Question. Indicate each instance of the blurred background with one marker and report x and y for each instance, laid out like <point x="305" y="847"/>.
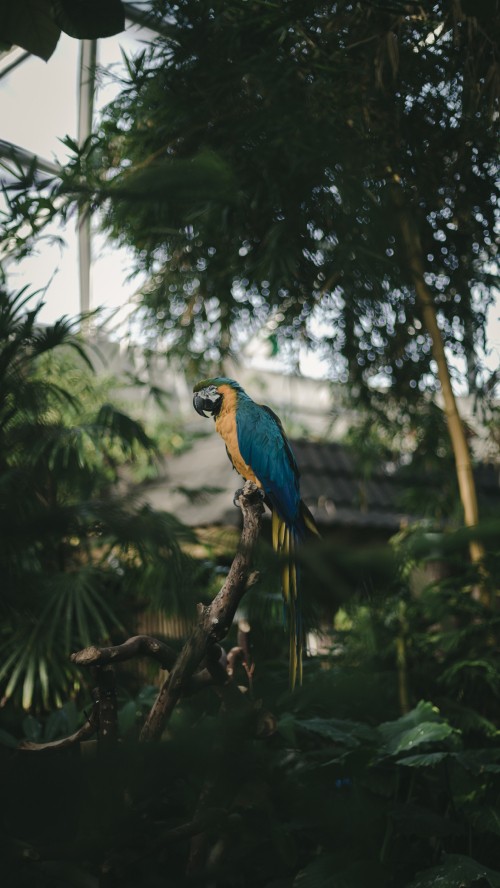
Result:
<point x="304" y="198"/>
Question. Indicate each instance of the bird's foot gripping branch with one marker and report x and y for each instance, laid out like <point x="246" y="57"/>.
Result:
<point x="201" y="662"/>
---
◆ **PROBLEM TO SOLVE**: Only a number is wanted here: the tally of lines in the entries that include the word "laid".

◆ **RESPONSE BOX**: 2